# [Data extract]
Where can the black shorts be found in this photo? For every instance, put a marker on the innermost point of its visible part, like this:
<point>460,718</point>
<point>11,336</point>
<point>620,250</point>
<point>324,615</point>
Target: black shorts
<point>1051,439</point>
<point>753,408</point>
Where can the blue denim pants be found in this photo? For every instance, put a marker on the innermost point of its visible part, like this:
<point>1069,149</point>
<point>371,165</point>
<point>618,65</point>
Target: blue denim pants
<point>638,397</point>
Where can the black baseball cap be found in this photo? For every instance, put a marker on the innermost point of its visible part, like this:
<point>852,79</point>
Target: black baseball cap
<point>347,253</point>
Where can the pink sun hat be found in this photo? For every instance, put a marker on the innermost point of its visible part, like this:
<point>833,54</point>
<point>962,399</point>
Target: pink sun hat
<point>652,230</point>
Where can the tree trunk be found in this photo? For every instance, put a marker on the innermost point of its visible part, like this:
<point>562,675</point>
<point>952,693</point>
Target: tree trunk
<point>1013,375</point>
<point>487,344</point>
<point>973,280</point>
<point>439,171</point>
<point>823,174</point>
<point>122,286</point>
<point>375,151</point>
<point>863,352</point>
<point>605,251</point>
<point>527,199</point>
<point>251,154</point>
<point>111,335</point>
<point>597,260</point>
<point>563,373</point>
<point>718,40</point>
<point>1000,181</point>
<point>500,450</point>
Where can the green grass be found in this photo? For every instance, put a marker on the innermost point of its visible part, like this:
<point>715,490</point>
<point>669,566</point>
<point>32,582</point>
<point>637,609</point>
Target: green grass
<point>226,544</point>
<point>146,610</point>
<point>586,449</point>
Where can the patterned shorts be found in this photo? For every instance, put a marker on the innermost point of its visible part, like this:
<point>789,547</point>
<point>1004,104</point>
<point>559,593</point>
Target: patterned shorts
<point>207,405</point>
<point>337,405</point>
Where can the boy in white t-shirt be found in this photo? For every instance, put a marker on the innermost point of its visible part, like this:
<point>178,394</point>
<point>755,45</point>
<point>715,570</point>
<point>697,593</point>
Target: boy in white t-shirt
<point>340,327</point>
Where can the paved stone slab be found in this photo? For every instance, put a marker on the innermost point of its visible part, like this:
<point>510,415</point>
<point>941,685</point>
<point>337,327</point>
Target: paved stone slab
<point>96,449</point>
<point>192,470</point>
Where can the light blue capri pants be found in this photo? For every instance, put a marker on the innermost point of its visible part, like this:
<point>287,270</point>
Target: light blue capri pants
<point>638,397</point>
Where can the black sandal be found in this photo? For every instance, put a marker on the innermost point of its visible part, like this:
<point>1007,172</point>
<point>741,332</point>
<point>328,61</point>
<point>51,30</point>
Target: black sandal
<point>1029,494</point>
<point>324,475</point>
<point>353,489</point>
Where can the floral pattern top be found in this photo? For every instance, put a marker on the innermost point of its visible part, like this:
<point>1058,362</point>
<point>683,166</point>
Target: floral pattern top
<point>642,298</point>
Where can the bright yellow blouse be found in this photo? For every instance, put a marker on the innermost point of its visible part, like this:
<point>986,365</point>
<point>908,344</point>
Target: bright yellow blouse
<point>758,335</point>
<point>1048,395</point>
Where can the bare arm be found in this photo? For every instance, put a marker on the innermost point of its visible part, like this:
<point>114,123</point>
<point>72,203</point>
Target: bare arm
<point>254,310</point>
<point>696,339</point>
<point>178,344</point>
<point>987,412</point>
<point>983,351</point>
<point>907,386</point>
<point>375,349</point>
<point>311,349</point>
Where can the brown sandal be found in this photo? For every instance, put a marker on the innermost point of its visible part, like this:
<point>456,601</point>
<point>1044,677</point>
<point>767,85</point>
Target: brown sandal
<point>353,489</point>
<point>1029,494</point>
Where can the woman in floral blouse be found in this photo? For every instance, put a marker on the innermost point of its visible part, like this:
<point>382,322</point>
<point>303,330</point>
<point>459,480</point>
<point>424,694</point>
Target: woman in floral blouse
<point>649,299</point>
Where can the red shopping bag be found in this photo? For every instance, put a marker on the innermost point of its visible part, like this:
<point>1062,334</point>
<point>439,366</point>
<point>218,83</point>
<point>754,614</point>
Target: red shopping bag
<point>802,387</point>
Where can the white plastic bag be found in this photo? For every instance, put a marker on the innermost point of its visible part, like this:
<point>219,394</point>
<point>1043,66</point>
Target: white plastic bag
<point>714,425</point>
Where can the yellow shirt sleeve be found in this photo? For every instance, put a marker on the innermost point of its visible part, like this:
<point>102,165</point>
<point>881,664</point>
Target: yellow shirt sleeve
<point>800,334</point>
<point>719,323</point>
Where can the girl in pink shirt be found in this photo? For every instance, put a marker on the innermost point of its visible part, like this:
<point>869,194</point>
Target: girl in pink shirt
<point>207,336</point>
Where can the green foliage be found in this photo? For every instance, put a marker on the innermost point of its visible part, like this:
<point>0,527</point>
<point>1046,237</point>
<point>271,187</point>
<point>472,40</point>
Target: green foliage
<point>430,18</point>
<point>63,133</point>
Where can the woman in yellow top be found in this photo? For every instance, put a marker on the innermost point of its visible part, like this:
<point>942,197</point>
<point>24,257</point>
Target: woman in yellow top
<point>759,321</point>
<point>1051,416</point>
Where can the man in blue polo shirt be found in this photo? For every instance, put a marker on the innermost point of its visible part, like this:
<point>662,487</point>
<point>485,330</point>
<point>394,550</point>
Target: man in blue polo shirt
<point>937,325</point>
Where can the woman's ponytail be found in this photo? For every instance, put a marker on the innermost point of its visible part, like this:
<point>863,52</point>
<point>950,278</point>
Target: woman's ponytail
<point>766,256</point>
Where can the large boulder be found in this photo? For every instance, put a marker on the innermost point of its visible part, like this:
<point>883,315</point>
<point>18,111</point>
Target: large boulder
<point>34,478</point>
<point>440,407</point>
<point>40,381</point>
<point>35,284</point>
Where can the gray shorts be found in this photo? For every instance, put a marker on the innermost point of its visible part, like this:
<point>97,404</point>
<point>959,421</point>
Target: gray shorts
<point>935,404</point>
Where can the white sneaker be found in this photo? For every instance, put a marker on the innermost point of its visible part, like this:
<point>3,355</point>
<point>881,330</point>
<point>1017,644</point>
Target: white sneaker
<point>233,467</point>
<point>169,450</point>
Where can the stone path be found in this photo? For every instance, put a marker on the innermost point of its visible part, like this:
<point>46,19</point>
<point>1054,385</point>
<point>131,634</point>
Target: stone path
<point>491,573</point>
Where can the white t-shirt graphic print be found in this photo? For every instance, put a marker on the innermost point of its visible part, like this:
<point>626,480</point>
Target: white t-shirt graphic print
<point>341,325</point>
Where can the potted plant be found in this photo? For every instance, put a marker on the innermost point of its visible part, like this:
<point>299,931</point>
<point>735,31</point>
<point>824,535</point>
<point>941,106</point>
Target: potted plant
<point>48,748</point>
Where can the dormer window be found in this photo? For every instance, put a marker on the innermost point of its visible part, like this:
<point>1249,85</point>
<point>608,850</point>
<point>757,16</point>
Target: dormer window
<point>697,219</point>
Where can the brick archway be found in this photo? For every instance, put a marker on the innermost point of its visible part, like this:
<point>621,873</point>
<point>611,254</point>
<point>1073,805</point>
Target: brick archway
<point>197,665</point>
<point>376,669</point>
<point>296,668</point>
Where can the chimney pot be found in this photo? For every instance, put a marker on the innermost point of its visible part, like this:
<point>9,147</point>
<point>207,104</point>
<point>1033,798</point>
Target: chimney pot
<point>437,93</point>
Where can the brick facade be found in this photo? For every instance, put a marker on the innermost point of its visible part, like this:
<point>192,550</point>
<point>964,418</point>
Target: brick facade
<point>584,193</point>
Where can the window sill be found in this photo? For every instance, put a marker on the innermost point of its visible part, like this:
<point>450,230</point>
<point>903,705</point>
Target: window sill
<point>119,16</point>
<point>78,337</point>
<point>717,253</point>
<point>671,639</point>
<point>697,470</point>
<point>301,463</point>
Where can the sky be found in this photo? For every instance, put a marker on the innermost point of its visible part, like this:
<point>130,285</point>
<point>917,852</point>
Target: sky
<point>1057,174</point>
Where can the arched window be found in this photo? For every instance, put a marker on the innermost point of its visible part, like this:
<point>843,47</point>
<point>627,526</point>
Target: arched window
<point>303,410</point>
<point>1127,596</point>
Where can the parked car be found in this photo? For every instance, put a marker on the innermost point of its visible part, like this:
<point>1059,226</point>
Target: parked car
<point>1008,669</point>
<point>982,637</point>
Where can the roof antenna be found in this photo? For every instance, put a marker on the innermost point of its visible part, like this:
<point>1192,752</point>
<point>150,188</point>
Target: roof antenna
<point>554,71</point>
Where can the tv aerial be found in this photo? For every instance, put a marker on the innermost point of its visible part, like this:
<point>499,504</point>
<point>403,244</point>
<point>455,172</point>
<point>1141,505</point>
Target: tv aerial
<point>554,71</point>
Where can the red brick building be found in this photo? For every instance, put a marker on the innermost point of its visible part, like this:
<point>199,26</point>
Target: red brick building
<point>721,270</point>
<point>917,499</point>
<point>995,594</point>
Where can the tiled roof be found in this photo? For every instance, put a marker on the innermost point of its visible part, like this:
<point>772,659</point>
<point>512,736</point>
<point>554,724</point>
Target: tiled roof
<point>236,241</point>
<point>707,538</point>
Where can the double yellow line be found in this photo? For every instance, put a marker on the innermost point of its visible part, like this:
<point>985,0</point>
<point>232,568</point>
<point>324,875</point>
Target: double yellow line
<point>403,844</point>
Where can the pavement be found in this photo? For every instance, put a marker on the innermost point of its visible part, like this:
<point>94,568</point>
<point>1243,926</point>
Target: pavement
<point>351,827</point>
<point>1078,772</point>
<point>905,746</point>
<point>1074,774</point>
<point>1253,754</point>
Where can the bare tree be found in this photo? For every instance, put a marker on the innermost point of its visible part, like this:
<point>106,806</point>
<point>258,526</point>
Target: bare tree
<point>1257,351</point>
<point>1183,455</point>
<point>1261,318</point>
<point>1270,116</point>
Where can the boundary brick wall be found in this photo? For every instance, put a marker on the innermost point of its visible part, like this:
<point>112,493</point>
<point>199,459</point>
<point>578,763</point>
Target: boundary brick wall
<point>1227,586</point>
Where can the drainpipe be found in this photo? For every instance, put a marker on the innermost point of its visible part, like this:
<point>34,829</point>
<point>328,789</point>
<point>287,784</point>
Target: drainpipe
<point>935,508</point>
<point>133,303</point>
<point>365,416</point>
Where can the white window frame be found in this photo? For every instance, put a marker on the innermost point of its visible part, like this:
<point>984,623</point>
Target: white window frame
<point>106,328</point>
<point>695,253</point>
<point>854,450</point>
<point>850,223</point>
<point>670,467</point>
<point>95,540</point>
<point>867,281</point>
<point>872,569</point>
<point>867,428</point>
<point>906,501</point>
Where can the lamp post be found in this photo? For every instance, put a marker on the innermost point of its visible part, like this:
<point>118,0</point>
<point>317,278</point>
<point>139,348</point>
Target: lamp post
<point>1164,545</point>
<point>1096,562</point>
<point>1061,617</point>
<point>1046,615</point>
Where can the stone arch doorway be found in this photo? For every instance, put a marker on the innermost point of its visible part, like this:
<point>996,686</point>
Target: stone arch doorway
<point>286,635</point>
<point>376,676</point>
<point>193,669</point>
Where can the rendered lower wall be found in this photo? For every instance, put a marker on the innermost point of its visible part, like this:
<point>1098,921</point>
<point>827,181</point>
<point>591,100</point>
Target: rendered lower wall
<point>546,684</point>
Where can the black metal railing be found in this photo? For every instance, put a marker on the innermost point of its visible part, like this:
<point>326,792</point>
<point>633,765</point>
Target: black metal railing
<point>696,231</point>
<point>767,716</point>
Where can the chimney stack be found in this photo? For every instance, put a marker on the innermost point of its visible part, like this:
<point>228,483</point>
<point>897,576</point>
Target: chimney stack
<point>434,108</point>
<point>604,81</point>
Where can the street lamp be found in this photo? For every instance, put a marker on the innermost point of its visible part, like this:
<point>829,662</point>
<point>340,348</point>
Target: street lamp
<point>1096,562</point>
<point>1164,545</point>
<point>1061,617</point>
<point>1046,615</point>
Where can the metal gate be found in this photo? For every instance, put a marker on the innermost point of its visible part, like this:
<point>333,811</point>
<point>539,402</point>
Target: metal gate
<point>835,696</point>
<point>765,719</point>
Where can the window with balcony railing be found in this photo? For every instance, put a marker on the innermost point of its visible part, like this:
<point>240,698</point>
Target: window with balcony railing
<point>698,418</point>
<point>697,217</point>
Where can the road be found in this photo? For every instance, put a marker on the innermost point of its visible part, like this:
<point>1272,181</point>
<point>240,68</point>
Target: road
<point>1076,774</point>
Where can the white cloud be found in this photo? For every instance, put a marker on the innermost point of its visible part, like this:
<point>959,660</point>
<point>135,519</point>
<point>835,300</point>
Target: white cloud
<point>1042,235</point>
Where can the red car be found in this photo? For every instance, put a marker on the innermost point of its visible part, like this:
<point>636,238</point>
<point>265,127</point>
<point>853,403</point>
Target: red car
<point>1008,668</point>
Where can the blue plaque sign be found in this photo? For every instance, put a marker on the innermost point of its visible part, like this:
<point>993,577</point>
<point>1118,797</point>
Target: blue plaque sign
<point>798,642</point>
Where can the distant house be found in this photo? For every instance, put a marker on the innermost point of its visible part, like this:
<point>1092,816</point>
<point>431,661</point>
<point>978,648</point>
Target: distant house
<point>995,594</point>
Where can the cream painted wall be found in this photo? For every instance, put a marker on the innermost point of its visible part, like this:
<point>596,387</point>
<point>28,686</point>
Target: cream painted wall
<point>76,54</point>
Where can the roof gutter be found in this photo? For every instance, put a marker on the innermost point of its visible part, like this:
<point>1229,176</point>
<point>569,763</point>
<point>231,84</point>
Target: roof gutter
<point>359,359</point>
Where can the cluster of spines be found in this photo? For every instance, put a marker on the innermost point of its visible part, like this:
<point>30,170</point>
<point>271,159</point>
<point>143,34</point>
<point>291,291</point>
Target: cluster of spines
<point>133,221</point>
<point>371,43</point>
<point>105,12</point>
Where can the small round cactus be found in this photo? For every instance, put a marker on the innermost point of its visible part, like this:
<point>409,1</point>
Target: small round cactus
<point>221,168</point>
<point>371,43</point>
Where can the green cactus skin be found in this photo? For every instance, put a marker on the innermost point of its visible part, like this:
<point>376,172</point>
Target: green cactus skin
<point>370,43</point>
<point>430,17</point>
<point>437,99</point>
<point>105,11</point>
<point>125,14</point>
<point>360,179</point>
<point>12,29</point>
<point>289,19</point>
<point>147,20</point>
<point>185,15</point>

# [Given problem]
Extract every line from the one containing "Where can the cluster" to the end of the entries, including both of those lines, exactly as given and with nothing added.

# [Reply]
Where can the cluster of spines be found in this photo? For every instance, put a marker on the innermost point of its visible part, like this:
<point>30,170</point>
<point>271,159</point>
<point>143,34</point>
<point>291,291</point>
Target: cluster of spines
<point>133,221</point>
<point>371,43</point>
<point>105,12</point>
Where can the small round cactus be found in this photo? For every instance, put a marker on the innermost point of its visible part, like this:
<point>409,1</point>
Target: small round cactus
<point>221,168</point>
<point>371,43</point>
Where can the green cactus skin be found in this photo? For every instance, put a marker on the innermost point of its visible part, like this:
<point>376,172</point>
Target: green cactus skin
<point>370,43</point>
<point>430,17</point>
<point>437,99</point>
<point>105,11</point>
<point>125,14</point>
<point>360,179</point>
<point>12,29</point>
<point>289,19</point>
<point>147,20</point>
<point>185,15</point>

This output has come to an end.